• Task requirements
Write out the material below exactly, beginning at the line that contains "of the fruit" and ending with its last line, both ends included; write nothing else.

• Record excerpts
■ ■ ■
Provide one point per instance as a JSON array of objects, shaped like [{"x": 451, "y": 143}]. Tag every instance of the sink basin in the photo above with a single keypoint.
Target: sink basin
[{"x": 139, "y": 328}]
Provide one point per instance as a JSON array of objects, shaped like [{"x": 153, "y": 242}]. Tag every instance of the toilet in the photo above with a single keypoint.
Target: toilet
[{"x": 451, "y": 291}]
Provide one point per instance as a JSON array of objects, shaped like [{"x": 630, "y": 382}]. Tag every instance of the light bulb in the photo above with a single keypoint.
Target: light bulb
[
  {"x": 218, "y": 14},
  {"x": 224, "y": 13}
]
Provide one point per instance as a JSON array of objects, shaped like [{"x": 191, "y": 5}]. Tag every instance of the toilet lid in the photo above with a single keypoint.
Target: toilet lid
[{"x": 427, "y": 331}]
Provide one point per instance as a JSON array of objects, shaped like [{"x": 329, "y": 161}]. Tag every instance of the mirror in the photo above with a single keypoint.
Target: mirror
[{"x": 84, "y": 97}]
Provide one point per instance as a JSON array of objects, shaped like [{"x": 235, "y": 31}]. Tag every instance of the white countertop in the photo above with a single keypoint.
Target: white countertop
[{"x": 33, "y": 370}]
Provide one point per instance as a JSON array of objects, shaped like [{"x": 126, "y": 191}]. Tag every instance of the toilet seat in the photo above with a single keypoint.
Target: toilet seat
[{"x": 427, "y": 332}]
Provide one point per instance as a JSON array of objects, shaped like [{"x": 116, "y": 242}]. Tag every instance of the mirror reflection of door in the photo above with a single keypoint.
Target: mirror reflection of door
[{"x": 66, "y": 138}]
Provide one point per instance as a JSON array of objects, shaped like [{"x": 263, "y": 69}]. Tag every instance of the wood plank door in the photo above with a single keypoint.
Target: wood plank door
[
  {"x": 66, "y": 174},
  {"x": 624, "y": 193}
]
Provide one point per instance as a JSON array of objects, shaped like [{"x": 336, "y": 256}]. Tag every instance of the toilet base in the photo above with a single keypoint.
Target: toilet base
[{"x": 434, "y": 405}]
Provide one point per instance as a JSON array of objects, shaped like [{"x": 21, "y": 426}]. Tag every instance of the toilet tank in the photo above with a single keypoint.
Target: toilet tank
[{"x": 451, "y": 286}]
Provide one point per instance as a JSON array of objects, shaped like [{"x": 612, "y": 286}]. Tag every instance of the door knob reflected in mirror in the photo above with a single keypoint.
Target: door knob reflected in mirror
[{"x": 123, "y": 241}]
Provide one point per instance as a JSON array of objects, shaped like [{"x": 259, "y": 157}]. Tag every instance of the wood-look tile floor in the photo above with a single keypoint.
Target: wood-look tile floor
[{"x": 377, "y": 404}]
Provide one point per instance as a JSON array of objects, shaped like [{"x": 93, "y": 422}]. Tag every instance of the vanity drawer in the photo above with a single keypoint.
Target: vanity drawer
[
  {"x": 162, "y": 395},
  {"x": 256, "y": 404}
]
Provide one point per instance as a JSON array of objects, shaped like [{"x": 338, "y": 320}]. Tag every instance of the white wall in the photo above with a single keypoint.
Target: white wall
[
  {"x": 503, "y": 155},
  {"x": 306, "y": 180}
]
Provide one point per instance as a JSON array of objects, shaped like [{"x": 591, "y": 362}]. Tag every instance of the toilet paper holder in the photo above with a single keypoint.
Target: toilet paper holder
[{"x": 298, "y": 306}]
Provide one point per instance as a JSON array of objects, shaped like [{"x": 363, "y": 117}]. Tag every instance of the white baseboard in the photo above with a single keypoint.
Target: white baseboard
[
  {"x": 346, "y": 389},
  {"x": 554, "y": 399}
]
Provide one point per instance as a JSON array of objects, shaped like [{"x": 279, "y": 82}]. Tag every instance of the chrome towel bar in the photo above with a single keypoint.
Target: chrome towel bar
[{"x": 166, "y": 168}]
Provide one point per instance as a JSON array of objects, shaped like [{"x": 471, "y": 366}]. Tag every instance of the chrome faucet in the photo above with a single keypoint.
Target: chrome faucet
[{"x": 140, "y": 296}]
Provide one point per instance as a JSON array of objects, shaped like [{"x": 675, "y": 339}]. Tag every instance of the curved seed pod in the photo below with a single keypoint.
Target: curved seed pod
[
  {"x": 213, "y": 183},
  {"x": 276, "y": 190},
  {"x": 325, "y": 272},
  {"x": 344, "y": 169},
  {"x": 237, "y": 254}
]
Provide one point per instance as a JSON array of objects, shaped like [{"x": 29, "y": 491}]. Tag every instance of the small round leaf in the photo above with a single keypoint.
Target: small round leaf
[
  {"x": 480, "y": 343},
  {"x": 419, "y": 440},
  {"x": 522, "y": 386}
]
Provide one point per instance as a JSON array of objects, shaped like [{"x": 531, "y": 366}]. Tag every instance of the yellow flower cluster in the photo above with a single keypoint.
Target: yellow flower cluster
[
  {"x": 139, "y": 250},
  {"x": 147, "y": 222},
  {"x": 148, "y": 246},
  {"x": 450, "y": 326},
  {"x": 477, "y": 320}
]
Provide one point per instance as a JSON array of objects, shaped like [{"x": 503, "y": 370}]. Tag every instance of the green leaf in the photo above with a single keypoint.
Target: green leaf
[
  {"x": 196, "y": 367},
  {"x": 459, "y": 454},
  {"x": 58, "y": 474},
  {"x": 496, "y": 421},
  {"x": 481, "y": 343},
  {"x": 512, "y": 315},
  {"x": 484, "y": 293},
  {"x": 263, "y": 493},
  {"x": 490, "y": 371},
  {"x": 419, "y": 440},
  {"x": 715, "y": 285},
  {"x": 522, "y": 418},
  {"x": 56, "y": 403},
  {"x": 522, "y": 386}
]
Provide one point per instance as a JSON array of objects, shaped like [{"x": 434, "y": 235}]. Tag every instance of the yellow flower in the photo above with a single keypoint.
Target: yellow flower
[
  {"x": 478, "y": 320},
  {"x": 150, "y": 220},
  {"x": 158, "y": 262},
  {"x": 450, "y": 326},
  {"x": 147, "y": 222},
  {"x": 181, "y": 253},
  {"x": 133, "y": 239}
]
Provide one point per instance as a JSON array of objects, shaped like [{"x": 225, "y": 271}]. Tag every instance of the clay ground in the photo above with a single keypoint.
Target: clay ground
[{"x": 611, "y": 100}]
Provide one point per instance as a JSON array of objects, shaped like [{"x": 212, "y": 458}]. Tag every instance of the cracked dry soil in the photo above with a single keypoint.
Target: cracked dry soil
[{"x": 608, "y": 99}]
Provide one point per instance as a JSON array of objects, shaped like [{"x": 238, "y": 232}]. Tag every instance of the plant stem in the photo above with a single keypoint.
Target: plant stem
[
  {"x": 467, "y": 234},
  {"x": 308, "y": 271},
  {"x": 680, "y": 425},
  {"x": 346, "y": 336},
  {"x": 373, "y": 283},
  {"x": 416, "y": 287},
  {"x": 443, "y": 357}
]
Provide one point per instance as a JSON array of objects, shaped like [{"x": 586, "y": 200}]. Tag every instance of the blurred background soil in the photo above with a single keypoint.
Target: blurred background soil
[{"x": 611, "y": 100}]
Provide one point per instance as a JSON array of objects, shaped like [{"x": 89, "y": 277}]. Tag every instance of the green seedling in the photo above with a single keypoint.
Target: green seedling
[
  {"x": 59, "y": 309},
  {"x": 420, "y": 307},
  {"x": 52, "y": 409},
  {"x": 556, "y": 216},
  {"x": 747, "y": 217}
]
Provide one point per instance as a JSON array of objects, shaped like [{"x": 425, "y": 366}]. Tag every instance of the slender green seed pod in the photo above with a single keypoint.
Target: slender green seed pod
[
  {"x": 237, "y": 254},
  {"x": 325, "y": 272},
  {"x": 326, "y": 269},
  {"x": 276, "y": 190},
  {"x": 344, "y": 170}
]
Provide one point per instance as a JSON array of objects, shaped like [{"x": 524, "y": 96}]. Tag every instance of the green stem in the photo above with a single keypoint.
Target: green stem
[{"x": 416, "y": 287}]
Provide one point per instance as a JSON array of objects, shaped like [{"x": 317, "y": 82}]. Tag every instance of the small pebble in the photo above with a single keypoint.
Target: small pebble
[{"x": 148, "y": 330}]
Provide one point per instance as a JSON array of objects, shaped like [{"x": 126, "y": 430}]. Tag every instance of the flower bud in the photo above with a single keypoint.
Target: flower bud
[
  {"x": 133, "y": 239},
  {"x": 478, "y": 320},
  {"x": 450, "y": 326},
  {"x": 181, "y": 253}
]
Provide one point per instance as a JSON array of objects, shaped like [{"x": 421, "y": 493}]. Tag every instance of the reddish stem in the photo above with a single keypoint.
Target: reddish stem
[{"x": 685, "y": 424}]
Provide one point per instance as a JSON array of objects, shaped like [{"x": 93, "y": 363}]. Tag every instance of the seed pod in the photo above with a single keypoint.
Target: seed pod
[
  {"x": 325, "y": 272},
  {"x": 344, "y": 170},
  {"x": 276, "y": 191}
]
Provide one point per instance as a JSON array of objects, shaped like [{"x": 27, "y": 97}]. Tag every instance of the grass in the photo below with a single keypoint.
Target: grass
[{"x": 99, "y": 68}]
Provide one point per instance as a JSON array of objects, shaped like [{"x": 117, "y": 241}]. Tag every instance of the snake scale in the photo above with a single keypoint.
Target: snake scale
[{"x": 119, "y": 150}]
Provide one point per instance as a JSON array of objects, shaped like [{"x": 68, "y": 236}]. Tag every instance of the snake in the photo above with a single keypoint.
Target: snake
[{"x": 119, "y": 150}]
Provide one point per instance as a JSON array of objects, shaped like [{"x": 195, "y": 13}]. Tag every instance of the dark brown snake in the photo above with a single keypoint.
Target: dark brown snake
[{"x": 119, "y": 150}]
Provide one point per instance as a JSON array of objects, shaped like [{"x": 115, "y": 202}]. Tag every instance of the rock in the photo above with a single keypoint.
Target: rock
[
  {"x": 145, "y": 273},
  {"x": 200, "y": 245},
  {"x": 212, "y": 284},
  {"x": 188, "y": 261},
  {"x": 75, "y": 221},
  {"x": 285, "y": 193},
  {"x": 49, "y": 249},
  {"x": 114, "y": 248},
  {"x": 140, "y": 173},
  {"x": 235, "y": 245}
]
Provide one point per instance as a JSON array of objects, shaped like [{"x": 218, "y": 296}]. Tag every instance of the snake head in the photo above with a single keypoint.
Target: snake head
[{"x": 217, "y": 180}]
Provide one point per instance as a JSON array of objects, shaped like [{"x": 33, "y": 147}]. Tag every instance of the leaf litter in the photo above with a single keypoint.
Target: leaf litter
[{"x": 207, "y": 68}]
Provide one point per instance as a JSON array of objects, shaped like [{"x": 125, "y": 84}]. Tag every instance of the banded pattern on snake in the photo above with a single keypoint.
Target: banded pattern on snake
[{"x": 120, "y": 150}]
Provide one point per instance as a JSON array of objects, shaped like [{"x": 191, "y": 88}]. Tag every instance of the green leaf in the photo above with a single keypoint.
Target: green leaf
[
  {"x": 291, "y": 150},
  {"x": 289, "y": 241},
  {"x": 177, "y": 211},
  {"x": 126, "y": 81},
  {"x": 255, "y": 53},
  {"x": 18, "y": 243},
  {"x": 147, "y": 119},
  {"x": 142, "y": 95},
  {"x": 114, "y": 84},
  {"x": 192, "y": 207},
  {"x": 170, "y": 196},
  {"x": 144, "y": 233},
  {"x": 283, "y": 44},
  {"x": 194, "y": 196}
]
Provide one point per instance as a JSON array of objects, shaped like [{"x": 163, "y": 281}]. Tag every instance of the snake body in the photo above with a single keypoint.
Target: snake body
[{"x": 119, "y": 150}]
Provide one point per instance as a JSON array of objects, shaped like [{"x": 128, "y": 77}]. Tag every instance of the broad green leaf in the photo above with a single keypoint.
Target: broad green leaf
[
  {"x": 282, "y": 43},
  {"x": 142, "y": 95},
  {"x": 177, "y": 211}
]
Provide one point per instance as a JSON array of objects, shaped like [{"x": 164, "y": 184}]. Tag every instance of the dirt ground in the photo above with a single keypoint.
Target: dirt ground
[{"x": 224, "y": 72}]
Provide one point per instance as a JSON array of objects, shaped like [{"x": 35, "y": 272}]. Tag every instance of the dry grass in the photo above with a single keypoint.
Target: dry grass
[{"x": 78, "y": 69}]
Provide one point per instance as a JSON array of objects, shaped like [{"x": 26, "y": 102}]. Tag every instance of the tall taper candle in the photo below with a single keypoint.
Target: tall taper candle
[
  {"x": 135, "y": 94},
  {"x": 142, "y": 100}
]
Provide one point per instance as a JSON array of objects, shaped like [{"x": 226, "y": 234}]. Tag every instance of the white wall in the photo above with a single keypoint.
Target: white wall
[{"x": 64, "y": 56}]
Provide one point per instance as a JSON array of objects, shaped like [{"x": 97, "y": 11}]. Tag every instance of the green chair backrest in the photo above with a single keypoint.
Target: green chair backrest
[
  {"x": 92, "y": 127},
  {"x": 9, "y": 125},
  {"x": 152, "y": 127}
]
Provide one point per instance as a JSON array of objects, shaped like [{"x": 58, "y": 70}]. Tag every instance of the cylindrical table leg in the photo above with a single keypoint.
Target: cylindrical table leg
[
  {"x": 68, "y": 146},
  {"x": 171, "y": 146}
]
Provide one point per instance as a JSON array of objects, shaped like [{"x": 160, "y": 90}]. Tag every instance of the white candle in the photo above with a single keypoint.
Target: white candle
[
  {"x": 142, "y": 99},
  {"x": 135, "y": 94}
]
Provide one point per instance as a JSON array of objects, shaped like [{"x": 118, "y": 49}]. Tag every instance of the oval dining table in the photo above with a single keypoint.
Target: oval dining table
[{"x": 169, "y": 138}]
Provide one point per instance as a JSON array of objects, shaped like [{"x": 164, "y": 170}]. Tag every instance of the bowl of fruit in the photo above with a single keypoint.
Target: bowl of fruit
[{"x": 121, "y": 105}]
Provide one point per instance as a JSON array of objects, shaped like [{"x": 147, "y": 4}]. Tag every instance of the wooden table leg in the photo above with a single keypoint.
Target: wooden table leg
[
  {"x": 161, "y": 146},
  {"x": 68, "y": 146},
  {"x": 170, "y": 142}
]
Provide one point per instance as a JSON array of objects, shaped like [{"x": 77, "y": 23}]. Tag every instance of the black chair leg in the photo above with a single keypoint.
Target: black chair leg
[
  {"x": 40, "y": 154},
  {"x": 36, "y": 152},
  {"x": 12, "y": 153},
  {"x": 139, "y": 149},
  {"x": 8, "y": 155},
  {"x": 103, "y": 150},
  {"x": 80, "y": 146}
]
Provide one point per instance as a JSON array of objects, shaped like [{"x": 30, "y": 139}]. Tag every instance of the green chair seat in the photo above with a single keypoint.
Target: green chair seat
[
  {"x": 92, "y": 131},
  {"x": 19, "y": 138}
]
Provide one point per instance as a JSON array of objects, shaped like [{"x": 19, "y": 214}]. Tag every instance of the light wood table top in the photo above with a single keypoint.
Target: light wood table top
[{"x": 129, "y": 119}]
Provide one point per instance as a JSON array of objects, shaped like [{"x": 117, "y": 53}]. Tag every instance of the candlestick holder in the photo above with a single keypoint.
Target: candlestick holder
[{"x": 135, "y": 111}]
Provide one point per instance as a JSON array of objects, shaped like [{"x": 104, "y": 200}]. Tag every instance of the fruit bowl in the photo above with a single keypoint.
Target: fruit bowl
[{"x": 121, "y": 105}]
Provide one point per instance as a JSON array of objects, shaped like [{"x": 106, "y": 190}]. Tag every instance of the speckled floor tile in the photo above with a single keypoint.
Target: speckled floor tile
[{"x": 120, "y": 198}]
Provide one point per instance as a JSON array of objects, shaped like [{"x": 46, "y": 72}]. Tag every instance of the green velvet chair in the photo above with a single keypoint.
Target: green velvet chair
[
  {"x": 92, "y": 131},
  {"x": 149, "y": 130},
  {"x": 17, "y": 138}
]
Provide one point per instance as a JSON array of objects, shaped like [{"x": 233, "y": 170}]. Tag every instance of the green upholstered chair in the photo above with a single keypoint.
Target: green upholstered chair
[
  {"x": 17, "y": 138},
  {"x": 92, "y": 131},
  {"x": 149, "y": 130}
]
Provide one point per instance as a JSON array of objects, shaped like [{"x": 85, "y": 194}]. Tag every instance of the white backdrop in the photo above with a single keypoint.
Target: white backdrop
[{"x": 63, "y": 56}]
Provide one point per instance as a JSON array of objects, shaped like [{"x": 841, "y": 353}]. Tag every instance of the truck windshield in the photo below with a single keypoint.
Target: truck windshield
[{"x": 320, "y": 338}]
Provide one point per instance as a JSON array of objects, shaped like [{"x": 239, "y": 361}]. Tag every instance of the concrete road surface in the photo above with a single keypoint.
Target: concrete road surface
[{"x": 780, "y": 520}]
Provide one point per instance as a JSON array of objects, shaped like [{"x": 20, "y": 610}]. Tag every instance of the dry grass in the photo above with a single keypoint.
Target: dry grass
■ ■ ■
• Exercise answer
Provide one point per instance as a JSON array of objects, shaped like [{"x": 104, "y": 200}]. Tag every instance of the fruit bowl in the photo above with a single keypoint.
Target: fruit bowl
[{"x": 121, "y": 105}]
Provide one point per instance as a JSON array of objects, shaped like [{"x": 106, "y": 190}]. Tag every instance of the speckled floor tile in the photo above with a single keypoint.
Target: speckled floor tile
[{"x": 120, "y": 198}]
Provide one point per instance as a JSON array of objects, shaped like [{"x": 46, "y": 72}]. Tag every instance of the green velvet chair in the photo above with a single keypoint.
Target: green velvet chair
[
  {"x": 92, "y": 131},
  {"x": 149, "y": 130},
  {"x": 17, "y": 138}
]
Provide one point per instance as a JSON array of objects, shaped like [{"x": 233, "y": 170}]. Tag every instance of the green upholstered chair in the photo above with a single keypoint.
Target: green upholstered chair
[
  {"x": 17, "y": 138},
  {"x": 92, "y": 131},
  {"x": 149, "y": 130}
]
Provide one point per instance as a JSON array of objects, shaped like [{"x": 85, "y": 194}]. Tag every instance of the white backdrop in the photo above with a single keypoint.
Target: white backdrop
[{"x": 63, "y": 56}]
Provide one point per instance as a JSON array of objects, shaped like [{"x": 841, "y": 353}]. Tag every instance of the truck windshield in the photo below with a single keypoint.
Target: truck windshield
[{"x": 320, "y": 338}]
Provide one point per instance as a JSON array of objects, shaped like [{"x": 239, "y": 361}]. Tag every instance of the concrete road surface in the photo above with a single keypoint.
Target: concrete road surface
[{"x": 780, "y": 520}]
Provide one point per instance as a JSON array of objects, shaped like [{"x": 20, "y": 610}]. Tag every instance of the dry grass in the photo above with a single keypoint.
Target: dry grass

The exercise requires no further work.